You've finished testing the pipelines, have published them, and added them to jobs. You can run the first two Data Collector jobs that read raw sales data in parallel because they do not depend on each other. But the remaining jobs must run sequentially, only after the previous job has successfully completed. You don't want to manually monitor the status of each job, and then manually start the next one. You also want to run the jobs during off-business hours, and repeat the process every 7 days.

You create a sequence and add the jobs to the sequence in the following order:
  1. Data Collector jobs - Raw Sales Oracle to S3 and Raw Sales FTP to S3

    You add these jobs to the same sequence step so that they run in parallel. The sequence lists the jobs as steps 1a and 1b.

  2. Transformer job - Sales Cleansing
  3. Transformer job - Sales Aggregation
  4. Data Collector job - Refined Sales to Snowflake

You create a start condition for the sequence to start the sequence at 11 PM every 7 days. You also configure the sequence to start the next step only when the jobs in the previous step have run successfully. You've designed the pipelines in each job to run as batch pipelines, where they process all available data and then stop. As a result, you do not add any step finish conditions.

When you finish configuring the sequence, you enable it. Note that the sequence remains inactive until the start condition is met.

Your finished sequence looks as follows:

Parallel Jobs

By default when you add a job to a sequence, the job is added as an additional step in the sequence, such that each job runs sequentially, one after the other. You can optionally add multiple jobs to a single step to run those jobs in parallel.

When a step includes multiple jobs, the sequence starts the next step only when all jobs in the previous step have completed.

You can add multiple jobs to a single step in the following ways:
  • When adding jobs to a sequence, select multiple jobs in the Select Jobs dialog box and then select Add jobs to the same step.
  • When viewing the details of a sequence, select the drag icon () for a step and then drag the step into another step.

When you add multiple jobs to a single step, the sequence creates a substep for each job, using alphabetic characters to number the substeps. For example, if you add two jobs to step 2, the sequence numbers the steps as 2a and 2b.

The following image displays a sequence with parallel jobs in step 1, numbered as 1a and 1b. The sequence starts the job in step 2 only after both the Read Orders DB and Read Web Logs jobs in step 1 have completed.

Batch and Streaming Jobs

Before adding a job to a sequence, consider whether the job is a batch job or a streaming job:
Batch job
A batch job includes a pipeline that processes all available data, and then stops. When you add a batch job to a sequence, the sequence starts the next job step after the batch job completes.
Streaming job

A streaming job includes a pipeline that maintains a connection to the origin system and processes data as it becomes available. The pipeline runs continuously because you expect data to arrive continuously.

When you add a streaming job to a sequence, the sequence runs the streaming job indefinitely unless you add a finish condition to the job step to define when the job stops running. After the streaming job stops, the sequence can start the next job step.

Alternatively, you can manually stop the job in the Job Instances view. Or, you can redesign the pipeline so that the pipeline stops after processing all available data. For example, for Data Collector pipelines, you can use the Pipeline Finisher executor to stop the pipeline when all data is processed.

Conditions

You can define the following conditions for a sequence:

Sequence Start Condition

You can add a start condition to a sequence to schedule the time when the sequence starts. After you enable a sequence, the sequence remains inactive until the start condition is met or until you manually run the sequence.

When you add a start condition, you specify the start date and select the time zone.

> _PROBLEMS_
A. Can you rewrite the paragraph in the passage on job sequences that begins "You create a start condition for the sequence" as a short bulleted list that keeps its main facts?
B. How would you sum up the passage on job sequences in two sentences?
C. Could you resume the passage on job sequences after its final sentence?
These records have nothing to do with the passage on job sequences.

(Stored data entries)

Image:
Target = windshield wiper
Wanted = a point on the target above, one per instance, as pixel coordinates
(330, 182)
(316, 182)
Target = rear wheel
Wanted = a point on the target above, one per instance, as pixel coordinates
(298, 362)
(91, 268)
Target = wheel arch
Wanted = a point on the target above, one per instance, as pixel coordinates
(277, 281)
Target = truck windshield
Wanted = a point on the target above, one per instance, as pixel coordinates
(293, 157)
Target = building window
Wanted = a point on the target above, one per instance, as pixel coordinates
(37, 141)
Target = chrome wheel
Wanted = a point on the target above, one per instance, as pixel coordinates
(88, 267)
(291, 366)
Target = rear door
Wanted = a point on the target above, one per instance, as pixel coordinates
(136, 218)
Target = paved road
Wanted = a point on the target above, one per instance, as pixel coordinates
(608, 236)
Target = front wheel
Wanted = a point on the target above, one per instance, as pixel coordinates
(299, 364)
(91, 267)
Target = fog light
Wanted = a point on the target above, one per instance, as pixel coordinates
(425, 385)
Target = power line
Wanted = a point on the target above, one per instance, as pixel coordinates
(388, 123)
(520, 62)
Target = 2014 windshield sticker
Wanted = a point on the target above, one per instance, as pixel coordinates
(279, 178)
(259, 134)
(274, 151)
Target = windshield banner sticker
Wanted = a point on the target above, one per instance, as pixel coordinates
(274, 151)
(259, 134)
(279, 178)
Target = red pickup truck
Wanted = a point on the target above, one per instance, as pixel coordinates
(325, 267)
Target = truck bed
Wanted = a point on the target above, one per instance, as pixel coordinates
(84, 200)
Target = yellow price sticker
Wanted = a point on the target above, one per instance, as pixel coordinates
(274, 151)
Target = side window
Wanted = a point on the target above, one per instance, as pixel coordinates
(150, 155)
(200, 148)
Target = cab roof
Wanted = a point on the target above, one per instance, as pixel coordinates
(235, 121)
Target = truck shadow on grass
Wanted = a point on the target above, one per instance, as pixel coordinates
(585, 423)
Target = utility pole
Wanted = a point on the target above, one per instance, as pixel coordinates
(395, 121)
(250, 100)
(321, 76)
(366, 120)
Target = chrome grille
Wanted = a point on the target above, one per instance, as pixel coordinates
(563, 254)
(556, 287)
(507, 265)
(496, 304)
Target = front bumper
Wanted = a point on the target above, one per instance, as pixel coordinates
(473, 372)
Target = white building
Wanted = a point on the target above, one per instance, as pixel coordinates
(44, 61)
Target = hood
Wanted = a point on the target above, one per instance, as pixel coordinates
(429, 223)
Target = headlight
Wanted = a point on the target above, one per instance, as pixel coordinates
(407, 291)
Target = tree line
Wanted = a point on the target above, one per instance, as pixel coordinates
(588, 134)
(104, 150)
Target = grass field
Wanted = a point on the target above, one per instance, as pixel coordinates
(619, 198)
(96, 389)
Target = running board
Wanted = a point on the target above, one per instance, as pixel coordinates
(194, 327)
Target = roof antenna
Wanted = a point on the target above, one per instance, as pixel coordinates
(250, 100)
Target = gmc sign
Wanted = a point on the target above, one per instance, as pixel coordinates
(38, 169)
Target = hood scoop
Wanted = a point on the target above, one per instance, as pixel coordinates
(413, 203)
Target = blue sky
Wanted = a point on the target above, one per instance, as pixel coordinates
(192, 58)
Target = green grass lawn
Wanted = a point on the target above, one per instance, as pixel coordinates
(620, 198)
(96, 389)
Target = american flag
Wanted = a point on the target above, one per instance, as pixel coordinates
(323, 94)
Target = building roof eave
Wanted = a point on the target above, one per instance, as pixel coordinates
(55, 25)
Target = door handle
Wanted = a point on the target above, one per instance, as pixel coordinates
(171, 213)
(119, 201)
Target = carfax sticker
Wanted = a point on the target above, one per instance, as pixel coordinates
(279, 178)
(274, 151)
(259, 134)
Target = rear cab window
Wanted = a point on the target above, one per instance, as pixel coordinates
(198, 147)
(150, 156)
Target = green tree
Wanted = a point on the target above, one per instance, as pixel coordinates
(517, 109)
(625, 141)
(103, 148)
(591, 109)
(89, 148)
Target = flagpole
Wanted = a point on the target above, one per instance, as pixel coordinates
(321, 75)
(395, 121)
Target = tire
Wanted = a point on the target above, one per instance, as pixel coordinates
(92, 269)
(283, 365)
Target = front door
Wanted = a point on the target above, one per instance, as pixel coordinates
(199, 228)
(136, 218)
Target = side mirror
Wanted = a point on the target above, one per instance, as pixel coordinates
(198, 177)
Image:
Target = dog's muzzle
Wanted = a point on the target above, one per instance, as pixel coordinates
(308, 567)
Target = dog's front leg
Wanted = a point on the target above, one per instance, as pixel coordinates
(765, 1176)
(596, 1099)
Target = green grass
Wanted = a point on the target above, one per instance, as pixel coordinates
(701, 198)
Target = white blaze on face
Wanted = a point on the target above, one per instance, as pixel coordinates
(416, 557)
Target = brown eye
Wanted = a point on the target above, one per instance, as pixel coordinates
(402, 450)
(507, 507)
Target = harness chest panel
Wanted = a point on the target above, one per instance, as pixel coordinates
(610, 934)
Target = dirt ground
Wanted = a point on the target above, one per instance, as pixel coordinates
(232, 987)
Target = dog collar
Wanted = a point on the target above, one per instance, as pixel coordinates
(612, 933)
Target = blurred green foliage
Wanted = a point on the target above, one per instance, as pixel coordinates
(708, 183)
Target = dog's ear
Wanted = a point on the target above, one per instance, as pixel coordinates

> _RESPONSES BY TASK_
A.
- The sequence starts at 11 PM every 7 days.
- The next step starts only after the jobs in the previous step run successfully.
- The pipelines in each job run as batch pipelines that process all available data and then stop, so no step finish conditions are added.

B. A sequence runs jobs one after another by default, but jobs added to a single step run in parallel as lettered substeps, and the next step starts only when all jobs in the previous step have completed. Batch jobs stop after processing all available data, while streaming jobs run indefinitely unless a finish condition is added, and a start condition schedules when an enabled sequence begins.

C.
You can optionally configure the start condition to repeat on a regular basis, such as daily, weekly, or monthly. When you configure a repeat start condition, you can also configure an end date for the condition.

When a repeat start condition is met while the sequence is inactive, the sequence starts as expected. This occurs when the sequence is in an Inactive or Error status.

When a repeat start condition is met while the sequence is running, the sequence logs an error message and does not start again. It simply completes the current sequence run, then stops. This occurs when the sequence is in an Active status. For example, you configure a sequence to start at 9 AM and to repeat every hour. The initial run of the sequence takes 90 minutes to complete, so the sequence does not start again at 10 AM because the sequence is already active.

Step Start Condition

When a sequence contains multiple steps, you configure the Auto-Start Next Step When in Error condition between the steps. The step start condition determines if the next step automatically starts when a job in the previous step encounters an error:

Auto-start next step is enabled
When the Auto-Start Next Step When in Error condition is enabled, the sequence remains active and automatically starts the next step when a job in the previous step encounters an error.
By default, Control Hub enables the condition between each step.
For example, in the following sequence, the auto-start next step condition is enabled between each step. When the Cleanse Logs job in step 2 encounters an error, the sequence remains active and automatically starts running the job in step 3.

Auto-start next step is disabled
When the Auto-Start Next Step When in Error condition is disabled, the sequence transitions to an Error status and stops running the remaining steps when a job in the previous step encounters an error.
For example, in the following sequence, the auto-start next step condition is disabled between steps 2 and 3. When the Cleanse Logs job in step 2 encounters an error, the sequence transitions to an Error status and does not run the job in step 3.

Step Finish Condition

You can add a finish condition to a step to define when the job stops running.

When the finish condition is met, the step stops the job and transitions the job to a grey Inactive status. The sequence can then start the next step. If the job completes before the finish condition is met, the sequence starts the next step before triggering the finish condition.

For example, you add a streaming job to a sequence that maintains a connection to the origin system and processes data continuously as it becomes available. However, the sequence includes additional steps that must run after the streaming job completes. You expect the streaming job to process all data within six hours. You schedule the sequence to start at 6 AM, and then schedule the streaming job step to finish at 12 PM. The sequence runs the streaming job step until 12 PM, then stops the job and finishes the step so that the next step can start.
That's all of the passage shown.